[Saved entries]
*** Begin section ***

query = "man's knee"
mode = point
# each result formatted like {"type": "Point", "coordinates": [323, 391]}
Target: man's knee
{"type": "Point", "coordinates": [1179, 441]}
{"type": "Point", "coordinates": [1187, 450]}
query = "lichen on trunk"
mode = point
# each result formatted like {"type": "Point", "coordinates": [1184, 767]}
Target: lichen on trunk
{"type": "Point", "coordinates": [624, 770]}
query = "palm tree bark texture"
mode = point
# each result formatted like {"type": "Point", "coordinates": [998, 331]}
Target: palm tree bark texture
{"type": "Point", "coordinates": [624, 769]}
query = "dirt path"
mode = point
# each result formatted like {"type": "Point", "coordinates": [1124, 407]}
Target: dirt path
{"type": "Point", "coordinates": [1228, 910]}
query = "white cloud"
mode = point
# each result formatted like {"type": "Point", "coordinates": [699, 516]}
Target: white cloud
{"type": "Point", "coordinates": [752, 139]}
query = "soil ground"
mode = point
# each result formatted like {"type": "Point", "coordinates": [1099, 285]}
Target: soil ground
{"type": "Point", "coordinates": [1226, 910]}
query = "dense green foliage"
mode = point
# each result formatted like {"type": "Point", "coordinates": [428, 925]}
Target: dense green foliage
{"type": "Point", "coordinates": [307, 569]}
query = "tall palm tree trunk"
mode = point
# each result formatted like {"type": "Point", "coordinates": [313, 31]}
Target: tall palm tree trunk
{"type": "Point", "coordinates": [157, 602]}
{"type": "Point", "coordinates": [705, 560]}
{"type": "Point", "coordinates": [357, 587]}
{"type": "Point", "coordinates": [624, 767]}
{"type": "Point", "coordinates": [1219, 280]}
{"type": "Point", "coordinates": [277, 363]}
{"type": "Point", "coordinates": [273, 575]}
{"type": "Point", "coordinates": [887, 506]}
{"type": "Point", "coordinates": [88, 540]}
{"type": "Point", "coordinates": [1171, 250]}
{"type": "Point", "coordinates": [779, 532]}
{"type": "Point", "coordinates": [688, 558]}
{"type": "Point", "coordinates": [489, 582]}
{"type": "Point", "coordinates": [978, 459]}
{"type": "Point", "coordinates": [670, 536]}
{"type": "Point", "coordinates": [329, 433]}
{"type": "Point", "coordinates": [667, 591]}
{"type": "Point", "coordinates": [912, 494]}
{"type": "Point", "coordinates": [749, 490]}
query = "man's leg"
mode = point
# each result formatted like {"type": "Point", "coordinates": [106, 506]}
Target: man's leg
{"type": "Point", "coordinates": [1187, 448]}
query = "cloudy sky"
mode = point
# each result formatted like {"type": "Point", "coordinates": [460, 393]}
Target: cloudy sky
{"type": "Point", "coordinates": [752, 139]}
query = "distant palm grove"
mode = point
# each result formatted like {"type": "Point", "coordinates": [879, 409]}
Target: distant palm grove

*** End section ***

Task description:
Copy, from the lines above, each one that holds "distant".

Exercise solution:
query = "distant palm grove"
Target: distant palm grove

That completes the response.